§ TEXT:

-----

Wednesday, August 25, 2010

Glimmers


It's a bad weather day here in Maine, good for the trees and grass and ponds but bad for vacationers. I shouldn't complain too much -- we've had more than a week of great weather -- but I am kind of down because the heavy rain and winds are keeping me from heading down to the pebble beach below our rental house, where I have been going pretty much every day since we got here to sketch rocks.

As anyone who has visited the Maine coast can attest, one thing it is not short on by any means is rocks -- rocks of all shapes, sizes, and colors. Beautiful rocks, rocks in fantastic profusion and variety. Harshly-angled, jagged rocks next to sensually rounded rocks, shaped and smoothed by the endless tides.

And I have been having a good time drawing them. My wife has asked "Are you planning on drawing anything other than rocks?" And I do… in fact, I drew a gnarled piece of driftwood a few days ago. But right now, I like drawing these rocks. I enjoy watching an image emerge on the page of white paper as I scratch and scribble, hatch and cross-hatch away with one of the several markers I carry in my shirt pocket.

-----

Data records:
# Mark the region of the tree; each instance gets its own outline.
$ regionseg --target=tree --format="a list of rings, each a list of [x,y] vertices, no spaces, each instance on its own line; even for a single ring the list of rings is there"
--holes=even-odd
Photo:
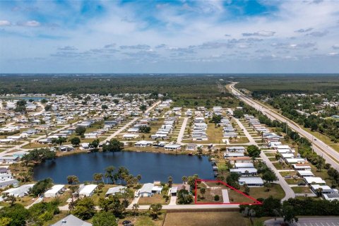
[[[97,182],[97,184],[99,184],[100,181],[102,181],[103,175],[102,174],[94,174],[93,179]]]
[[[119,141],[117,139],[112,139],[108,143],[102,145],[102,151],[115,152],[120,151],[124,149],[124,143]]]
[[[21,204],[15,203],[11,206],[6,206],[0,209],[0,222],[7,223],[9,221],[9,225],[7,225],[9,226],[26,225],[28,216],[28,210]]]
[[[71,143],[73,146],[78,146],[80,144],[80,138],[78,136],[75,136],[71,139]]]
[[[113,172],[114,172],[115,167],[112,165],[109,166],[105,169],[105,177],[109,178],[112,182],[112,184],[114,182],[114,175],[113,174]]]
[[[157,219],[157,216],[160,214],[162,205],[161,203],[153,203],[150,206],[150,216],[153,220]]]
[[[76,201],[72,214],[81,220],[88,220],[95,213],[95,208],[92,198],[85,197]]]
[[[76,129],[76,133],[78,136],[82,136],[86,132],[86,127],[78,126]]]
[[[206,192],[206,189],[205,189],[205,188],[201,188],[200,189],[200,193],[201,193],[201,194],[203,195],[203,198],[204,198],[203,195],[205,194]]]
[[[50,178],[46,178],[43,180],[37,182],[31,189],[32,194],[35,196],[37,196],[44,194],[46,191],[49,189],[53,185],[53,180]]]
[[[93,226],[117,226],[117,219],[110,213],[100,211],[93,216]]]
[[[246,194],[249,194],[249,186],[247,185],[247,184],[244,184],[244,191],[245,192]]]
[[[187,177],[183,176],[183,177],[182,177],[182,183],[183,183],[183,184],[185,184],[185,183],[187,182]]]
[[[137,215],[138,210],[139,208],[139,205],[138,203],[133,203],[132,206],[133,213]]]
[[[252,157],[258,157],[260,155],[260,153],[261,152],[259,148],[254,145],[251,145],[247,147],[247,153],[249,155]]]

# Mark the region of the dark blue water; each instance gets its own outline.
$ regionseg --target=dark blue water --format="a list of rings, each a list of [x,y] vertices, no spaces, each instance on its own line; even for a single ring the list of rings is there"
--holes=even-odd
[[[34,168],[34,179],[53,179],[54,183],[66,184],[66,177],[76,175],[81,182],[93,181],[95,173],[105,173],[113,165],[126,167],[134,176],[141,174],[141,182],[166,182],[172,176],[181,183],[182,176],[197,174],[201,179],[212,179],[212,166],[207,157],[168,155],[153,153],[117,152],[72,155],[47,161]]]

-----

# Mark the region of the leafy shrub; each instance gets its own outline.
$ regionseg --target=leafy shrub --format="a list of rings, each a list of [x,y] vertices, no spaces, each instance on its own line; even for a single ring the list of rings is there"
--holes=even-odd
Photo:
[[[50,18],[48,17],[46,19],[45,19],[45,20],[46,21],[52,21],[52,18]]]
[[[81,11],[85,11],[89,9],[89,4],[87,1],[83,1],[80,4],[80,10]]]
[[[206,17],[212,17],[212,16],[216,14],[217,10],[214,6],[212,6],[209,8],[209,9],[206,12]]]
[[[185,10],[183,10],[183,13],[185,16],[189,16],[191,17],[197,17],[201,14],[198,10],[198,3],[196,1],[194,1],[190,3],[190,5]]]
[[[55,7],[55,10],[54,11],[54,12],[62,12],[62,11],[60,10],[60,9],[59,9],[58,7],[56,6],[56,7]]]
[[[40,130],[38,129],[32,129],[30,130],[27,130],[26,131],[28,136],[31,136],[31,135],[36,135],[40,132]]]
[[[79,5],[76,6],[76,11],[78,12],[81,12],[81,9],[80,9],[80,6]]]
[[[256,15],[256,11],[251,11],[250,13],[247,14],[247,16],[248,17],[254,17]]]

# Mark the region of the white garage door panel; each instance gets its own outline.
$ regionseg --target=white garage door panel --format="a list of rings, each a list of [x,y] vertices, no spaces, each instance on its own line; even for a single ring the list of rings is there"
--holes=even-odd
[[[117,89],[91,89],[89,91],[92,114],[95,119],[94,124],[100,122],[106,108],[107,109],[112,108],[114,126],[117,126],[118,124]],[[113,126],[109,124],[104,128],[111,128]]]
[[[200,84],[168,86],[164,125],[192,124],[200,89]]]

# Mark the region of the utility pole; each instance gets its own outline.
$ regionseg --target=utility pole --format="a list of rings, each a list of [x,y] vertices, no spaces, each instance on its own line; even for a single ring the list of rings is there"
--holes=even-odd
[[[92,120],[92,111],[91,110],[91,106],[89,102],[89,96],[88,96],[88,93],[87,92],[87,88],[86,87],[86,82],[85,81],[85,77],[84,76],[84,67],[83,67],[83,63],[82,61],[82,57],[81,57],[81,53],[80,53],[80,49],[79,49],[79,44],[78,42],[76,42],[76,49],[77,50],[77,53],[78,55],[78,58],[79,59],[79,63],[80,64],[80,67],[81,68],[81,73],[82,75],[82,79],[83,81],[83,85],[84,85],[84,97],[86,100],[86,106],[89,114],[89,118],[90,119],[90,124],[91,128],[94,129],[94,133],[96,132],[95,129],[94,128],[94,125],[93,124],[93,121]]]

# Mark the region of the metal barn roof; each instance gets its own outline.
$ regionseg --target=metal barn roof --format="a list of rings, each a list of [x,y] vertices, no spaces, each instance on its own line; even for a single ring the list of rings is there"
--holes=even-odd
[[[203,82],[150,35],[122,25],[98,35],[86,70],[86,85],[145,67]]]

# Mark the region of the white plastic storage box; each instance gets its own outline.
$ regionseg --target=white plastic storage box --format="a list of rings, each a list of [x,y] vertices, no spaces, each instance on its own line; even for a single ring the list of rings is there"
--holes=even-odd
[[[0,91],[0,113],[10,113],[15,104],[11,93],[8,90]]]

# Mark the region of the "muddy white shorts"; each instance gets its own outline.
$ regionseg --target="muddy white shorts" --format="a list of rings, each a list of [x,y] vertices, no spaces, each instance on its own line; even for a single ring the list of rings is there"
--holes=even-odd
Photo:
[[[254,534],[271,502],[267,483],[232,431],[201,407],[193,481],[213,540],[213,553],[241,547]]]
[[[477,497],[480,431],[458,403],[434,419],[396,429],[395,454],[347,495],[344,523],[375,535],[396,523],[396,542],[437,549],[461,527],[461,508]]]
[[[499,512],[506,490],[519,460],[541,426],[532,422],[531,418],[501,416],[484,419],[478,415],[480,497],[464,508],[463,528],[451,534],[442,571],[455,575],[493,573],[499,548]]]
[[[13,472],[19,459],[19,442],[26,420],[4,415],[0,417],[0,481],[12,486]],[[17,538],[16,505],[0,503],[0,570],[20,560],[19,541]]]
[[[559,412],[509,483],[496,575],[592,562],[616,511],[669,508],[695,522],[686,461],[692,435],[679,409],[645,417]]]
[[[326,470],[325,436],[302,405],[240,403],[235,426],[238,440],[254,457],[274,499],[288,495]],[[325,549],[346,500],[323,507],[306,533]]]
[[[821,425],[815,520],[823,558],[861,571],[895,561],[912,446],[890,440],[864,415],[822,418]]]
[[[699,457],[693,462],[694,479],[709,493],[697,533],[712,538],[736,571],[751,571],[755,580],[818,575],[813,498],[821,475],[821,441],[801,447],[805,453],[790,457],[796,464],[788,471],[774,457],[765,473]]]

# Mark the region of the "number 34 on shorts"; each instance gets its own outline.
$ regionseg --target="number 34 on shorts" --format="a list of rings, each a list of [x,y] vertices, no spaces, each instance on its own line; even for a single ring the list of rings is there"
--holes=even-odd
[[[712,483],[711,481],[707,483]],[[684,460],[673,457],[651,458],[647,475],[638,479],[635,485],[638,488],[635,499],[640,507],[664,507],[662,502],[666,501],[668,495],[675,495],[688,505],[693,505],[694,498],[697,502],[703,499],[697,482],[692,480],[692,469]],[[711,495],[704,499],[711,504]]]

-----

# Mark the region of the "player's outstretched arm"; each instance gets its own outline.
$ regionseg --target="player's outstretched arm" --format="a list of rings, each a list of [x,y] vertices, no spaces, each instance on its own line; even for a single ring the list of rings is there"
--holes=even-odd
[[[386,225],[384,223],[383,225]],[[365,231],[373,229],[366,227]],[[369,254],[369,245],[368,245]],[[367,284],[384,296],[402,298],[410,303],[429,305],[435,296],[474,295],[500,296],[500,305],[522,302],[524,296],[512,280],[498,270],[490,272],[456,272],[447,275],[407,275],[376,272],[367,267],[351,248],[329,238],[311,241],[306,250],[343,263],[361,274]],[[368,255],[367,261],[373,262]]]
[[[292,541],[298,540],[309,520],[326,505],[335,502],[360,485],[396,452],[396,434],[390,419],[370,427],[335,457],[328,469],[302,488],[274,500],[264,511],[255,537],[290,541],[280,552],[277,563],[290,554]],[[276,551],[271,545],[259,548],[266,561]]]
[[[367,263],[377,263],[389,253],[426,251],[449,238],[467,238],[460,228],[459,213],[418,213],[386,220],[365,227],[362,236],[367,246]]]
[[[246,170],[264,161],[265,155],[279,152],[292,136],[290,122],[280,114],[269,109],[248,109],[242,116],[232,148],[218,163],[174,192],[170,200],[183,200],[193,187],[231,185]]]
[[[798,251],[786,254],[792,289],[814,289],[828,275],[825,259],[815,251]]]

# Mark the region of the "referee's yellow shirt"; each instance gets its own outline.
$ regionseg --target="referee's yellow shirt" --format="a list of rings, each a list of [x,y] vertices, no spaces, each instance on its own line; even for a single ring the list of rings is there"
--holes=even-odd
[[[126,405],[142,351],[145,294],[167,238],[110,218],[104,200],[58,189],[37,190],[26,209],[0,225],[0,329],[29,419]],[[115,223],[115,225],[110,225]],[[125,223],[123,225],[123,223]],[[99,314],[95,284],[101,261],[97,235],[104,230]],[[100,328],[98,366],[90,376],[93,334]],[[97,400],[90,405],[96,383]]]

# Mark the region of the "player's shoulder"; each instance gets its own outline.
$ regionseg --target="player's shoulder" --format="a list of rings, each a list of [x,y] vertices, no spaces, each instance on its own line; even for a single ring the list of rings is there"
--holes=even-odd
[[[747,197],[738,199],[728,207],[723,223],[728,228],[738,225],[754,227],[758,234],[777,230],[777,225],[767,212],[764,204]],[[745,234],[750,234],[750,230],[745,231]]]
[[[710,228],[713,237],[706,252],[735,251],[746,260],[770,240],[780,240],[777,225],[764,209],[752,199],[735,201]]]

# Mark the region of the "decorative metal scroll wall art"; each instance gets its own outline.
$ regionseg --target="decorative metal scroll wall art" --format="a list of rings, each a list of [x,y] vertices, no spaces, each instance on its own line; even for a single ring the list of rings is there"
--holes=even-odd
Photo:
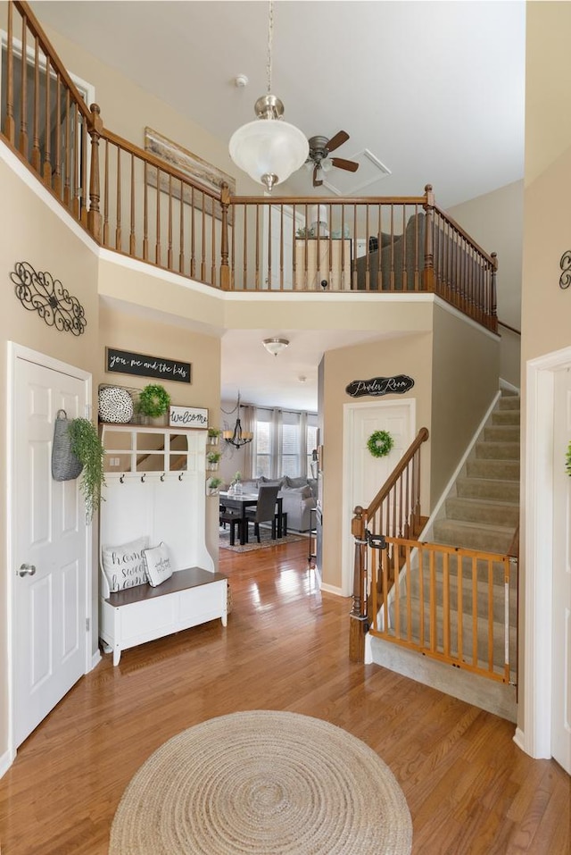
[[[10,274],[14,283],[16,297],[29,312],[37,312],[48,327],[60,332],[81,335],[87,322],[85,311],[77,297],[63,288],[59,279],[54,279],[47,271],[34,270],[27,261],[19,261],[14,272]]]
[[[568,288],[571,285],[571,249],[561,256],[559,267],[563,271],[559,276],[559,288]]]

-----

§ GIVEN TASK: In the blog post about sketching on the Maine coast, what did the writer draw a few days earlier besides rocks?

§ REPLY TO THE TASK: A gnarled piece of driftwood.